■ **WHAT TO WORK ON**: Pull out every line in the rows below that contains the word "blue", and copy each one in full.

■ **Pointing entries for labeled objects**:
◇ ◇ ◇ ◇
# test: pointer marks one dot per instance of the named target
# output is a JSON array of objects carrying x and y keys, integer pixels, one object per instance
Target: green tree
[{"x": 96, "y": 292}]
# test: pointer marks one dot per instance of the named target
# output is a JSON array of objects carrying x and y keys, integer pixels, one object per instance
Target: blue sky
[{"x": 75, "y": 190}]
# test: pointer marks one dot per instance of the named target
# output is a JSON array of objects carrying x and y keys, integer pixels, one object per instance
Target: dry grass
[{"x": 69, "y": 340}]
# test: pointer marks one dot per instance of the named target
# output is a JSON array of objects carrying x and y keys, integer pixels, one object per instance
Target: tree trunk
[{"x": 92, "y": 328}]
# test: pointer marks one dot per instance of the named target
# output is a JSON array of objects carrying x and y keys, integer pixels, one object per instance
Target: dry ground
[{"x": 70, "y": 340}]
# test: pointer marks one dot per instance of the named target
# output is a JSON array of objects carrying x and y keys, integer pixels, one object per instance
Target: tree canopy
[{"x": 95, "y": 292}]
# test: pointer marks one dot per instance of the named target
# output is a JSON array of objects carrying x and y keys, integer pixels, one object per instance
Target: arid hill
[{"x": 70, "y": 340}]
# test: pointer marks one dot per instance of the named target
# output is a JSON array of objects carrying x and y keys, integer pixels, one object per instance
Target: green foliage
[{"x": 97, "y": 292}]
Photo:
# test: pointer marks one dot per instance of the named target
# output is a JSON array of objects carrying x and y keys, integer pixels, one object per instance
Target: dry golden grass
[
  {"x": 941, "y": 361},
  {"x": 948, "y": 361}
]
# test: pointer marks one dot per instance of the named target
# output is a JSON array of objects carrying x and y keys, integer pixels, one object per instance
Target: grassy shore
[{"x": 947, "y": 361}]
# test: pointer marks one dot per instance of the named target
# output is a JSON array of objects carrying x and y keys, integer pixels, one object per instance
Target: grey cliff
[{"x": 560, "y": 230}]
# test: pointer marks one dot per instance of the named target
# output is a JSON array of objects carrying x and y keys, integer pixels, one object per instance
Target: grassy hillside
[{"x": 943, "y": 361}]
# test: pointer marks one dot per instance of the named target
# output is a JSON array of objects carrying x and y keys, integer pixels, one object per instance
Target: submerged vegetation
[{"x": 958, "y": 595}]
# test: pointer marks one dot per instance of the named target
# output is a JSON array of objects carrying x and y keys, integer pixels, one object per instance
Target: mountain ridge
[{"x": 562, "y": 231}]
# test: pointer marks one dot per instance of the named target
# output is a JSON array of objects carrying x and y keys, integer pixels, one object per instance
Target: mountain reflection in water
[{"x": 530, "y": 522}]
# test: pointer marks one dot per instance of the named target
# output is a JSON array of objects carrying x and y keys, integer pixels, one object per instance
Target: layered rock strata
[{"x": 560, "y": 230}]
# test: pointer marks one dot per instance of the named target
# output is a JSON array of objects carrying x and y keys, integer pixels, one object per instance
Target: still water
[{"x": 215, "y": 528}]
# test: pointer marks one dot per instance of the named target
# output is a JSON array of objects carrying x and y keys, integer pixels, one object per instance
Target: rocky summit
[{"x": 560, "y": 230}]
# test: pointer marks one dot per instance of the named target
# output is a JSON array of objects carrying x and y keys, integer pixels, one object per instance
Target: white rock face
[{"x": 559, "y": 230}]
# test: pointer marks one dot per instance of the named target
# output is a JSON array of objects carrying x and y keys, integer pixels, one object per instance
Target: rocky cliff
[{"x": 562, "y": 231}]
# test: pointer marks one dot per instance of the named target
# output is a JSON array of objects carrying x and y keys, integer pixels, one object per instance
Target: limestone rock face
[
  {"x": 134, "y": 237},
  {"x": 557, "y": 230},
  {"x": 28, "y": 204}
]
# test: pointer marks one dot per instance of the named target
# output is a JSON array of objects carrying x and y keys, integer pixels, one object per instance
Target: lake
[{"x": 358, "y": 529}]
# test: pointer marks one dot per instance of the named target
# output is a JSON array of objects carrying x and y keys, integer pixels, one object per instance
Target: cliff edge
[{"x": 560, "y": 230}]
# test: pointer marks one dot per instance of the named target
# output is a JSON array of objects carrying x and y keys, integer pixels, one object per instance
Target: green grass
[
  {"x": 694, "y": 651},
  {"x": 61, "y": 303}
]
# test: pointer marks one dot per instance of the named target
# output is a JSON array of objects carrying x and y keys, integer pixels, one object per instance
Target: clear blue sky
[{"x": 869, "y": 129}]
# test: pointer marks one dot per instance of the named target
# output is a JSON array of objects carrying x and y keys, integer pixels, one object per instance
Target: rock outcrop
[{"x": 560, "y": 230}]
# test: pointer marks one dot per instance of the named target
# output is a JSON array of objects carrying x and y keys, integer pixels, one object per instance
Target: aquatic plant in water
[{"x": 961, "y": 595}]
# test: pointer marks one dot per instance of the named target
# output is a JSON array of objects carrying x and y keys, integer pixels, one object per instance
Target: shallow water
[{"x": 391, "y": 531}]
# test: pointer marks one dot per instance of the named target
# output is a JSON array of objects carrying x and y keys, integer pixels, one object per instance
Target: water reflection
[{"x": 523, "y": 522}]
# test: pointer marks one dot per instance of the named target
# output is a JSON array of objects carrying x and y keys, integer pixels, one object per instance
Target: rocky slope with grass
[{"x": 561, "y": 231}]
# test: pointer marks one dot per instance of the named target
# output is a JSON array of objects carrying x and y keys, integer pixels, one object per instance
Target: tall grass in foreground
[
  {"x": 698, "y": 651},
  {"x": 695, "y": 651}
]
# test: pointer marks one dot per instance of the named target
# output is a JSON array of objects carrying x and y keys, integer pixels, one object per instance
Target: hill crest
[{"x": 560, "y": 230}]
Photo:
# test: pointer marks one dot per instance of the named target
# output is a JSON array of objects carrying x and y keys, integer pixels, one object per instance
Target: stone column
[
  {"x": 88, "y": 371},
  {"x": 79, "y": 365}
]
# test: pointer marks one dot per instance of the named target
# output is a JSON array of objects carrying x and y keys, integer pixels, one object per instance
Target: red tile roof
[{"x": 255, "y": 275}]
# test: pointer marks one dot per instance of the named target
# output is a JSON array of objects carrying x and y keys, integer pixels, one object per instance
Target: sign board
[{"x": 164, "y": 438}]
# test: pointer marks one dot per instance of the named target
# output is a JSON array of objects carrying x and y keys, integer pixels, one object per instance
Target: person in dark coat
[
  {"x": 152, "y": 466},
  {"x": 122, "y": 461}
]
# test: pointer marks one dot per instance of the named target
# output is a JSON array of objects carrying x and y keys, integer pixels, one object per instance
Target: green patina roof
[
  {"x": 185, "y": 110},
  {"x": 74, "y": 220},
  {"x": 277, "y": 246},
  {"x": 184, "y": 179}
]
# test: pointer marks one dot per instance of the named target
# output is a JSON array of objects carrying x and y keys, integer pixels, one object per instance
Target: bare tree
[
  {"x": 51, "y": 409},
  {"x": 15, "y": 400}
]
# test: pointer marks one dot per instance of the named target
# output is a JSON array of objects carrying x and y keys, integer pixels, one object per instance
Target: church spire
◇ ◇ ◇ ◇
■ **SOLVED PROBLEM**:
Target: blue sky
Target: clear blue sky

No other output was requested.